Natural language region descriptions
# # # # # # #
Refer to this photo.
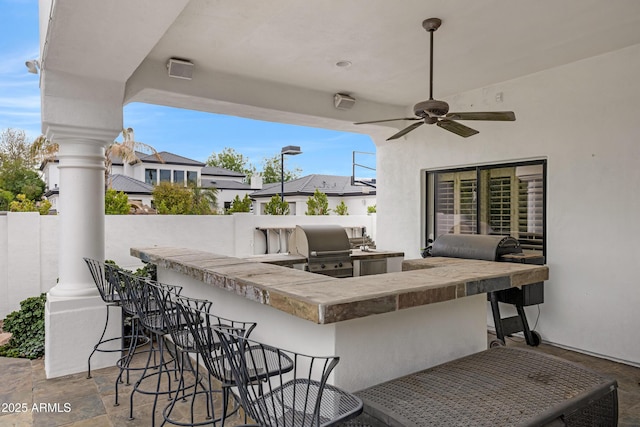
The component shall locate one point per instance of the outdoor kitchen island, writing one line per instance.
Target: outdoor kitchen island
(382, 326)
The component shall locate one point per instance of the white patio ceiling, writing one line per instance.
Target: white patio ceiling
(260, 53)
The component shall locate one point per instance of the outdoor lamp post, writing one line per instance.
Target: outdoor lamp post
(290, 150)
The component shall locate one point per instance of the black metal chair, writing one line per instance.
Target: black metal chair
(137, 338)
(103, 277)
(276, 395)
(185, 345)
(151, 317)
(202, 325)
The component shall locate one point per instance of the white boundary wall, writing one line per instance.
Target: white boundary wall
(29, 242)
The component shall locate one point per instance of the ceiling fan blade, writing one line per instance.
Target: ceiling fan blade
(388, 120)
(457, 128)
(506, 116)
(405, 130)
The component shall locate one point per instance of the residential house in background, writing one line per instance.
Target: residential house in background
(338, 189)
(137, 178)
(229, 184)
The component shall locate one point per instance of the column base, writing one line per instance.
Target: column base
(72, 328)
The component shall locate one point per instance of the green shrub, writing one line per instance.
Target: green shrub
(116, 203)
(276, 206)
(27, 327)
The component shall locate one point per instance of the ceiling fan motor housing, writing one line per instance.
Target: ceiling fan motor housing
(431, 108)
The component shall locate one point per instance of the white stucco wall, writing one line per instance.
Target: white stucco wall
(29, 248)
(582, 118)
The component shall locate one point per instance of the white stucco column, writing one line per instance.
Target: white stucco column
(80, 210)
(75, 313)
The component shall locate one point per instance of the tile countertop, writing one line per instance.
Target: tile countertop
(322, 299)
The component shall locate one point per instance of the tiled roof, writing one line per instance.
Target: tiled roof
(213, 170)
(129, 185)
(331, 185)
(169, 158)
(225, 184)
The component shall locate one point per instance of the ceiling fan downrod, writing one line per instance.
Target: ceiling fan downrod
(431, 25)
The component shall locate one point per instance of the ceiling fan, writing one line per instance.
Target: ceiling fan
(433, 111)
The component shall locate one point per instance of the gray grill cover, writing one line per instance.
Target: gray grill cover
(474, 246)
(312, 240)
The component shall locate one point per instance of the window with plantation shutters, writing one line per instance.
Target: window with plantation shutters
(507, 199)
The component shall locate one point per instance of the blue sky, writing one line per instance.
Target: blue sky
(188, 133)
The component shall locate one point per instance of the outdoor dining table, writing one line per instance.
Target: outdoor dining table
(382, 326)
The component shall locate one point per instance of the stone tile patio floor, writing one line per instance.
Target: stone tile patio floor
(89, 402)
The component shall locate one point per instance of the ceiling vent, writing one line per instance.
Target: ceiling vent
(343, 102)
(180, 69)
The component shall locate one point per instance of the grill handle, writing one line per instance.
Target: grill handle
(330, 253)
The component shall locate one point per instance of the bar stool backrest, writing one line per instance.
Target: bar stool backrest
(114, 275)
(166, 297)
(139, 291)
(278, 387)
(105, 288)
(198, 317)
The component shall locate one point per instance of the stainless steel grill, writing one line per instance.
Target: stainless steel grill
(326, 248)
(497, 248)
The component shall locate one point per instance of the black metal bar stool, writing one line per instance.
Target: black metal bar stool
(203, 326)
(159, 357)
(278, 387)
(109, 292)
(202, 387)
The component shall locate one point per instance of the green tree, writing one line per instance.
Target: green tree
(230, 159)
(342, 208)
(240, 205)
(23, 204)
(116, 203)
(6, 197)
(276, 206)
(172, 199)
(18, 179)
(318, 204)
(272, 173)
(126, 150)
(15, 150)
(205, 201)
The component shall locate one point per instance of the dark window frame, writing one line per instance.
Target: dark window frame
(430, 176)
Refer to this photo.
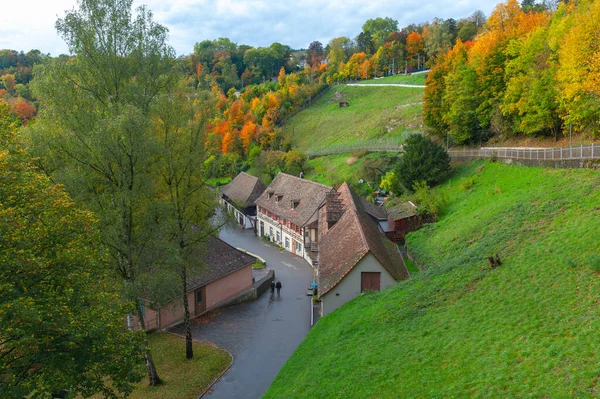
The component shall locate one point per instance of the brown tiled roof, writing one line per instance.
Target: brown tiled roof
(404, 210)
(244, 188)
(376, 211)
(352, 238)
(218, 260)
(287, 188)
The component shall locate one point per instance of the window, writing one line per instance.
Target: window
(370, 281)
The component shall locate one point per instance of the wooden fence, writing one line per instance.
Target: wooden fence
(552, 154)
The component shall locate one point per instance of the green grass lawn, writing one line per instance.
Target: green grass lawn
(332, 170)
(418, 79)
(374, 113)
(182, 379)
(529, 328)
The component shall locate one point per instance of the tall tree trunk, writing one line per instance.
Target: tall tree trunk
(153, 378)
(189, 351)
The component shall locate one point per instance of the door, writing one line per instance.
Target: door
(370, 281)
(200, 300)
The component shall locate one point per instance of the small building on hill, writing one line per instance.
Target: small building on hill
(239, 195)
(354, 254)
(287, 214)
(403, 219)
(224, 274)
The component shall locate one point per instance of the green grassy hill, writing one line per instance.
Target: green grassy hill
(530, 328)
(374, 113)
(414, 79)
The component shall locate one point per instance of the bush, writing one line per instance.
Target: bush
(423, 160)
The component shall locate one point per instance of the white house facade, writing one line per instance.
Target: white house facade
(287, 212)
(238, 197)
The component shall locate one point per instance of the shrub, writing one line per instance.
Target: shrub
(423, 160)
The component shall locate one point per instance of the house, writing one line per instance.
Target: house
(403, 219)
(225, 273)
(287, 214)
(239, 195)
(354, 254)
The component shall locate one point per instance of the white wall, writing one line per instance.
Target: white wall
(277, 228)
(349, 287)
(248, 222)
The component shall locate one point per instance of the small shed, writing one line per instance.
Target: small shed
(404, 218)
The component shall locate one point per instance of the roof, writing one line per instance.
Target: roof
(218, 260)
(402, 211)
(348, 241)
(287, 188)
(375, 211)
(244, 188)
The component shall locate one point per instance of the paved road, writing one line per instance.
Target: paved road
(385, 84)
(261, 335)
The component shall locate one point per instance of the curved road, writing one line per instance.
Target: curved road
(261, 335)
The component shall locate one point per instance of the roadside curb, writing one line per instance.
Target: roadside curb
(215, 345)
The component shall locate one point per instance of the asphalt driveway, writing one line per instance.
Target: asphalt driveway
(261, 335)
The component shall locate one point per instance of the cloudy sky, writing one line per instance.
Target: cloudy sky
(24, 26)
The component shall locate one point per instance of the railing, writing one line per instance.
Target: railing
(553, 154)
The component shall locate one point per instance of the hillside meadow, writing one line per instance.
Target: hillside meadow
(374, 113)
(529, 328)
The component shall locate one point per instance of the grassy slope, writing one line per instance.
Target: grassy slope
(338, 168)
(418, 79)
(372, 112)
(183, 379)
(527, 329)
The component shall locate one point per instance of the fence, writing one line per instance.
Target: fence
(540, 154)
(387, 145)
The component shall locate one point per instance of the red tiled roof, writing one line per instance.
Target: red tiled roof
(244, 188)
(218, 260)
(287, 188)
(348, 241)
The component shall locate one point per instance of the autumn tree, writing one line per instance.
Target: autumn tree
(96, 120)
(314, 54)
(61, 322)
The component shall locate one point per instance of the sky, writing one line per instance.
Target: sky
(253, 22)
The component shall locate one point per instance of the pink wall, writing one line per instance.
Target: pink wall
(216, 292)
(227, 286)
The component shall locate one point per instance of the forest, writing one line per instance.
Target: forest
(531, 72)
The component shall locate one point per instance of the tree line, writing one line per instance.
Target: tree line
(532, 71)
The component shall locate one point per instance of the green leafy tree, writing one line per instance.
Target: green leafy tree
(422, 160)
(97, 130)
(188, 204)
(61, 322)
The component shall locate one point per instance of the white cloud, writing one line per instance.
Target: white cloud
(253, 22)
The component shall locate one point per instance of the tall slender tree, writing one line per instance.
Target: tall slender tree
(96, 118)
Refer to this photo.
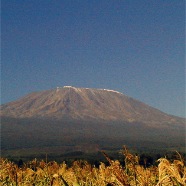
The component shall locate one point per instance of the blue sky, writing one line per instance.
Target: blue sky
(136, 47)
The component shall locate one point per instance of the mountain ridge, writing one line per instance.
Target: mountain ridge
(84, 103)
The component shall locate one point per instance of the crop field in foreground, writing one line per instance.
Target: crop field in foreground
(37, 173)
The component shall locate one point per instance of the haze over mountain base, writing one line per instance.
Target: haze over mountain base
(70, 119)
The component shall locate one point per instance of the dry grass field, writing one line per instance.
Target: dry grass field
(81, 173)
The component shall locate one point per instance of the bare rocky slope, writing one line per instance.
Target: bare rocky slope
(70, 119)
(85, 104)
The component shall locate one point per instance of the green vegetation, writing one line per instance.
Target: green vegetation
(130, 170)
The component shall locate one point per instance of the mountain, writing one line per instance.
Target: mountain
(84, 104)
(70, 119)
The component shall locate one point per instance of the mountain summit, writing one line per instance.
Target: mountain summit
(85, 104)
(68, 119)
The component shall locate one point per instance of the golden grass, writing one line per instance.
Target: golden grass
(81, 173)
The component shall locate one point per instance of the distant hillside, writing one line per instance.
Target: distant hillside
(85, 104)
(82, 119)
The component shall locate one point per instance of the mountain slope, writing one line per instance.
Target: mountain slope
(85, 104)
(81, 119)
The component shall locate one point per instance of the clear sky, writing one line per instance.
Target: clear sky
(136, 47)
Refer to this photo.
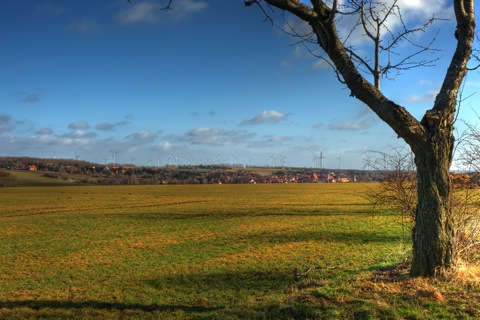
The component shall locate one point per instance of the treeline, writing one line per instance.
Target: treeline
(108, 174)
# # # # # # #
# What the task requires:
Please leave out the pictures as you reproduce the lines exactly, from the first line of the entries through the line containing "ceiling, writing one line per instance.".

# Result of the task:
Refer to this photo.
The component shall locate one point per instance of the outdoor kitchen island, writing one line per instance.
Target: outdoor kitchen island
(382, 326)
The component shall locate one point per instance of the white patio ceiling, writing one line per instance.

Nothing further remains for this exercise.